### Excerpt to read
☆ ☆ ☆ ☆
Narayanan Parameswaran

Narayanan Parameswaran

Michigan State University, USA

Title: Disease-specific role for β-arrestin-1 in inflammatory disease pathogenesis


NarayananParameswaran obtained his Veterinary Medicine degree from Madras Veterinary College, India and a PhD from Michigan State University, East Lansing. After a post-doctoral fellowship at Thomas Jefferson University, he started his independent career at Michigan State University in 2006. He has published more than 45 peer-reviewed manuscripts in reputed journals. He currently serves as editorial board member for Genes and Immunity and is also an appointed member of the Innate Immunity and Inflammation study section at the National Institutes of Health. In addition he has served on several other grant review panels including the American Heart Association.
☆ ☆ ☆ ☆
### Exercise data
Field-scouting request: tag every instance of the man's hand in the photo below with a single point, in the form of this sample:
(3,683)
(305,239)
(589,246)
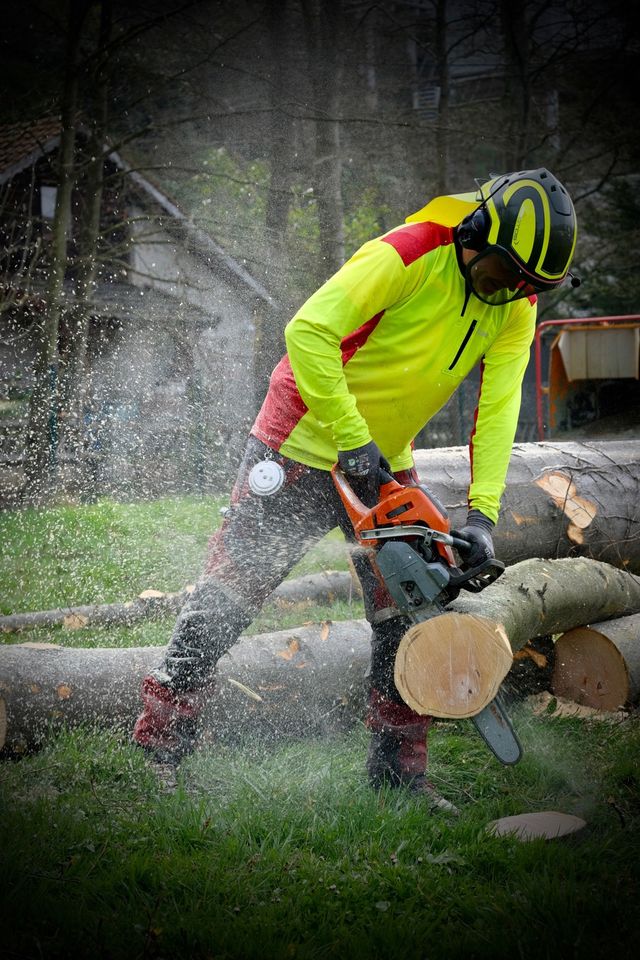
☆ ☆ ☆ ☆
### About this task
According to the speaker profile, in what year did he start his independent career at Michigan State University?

### Written reply
2006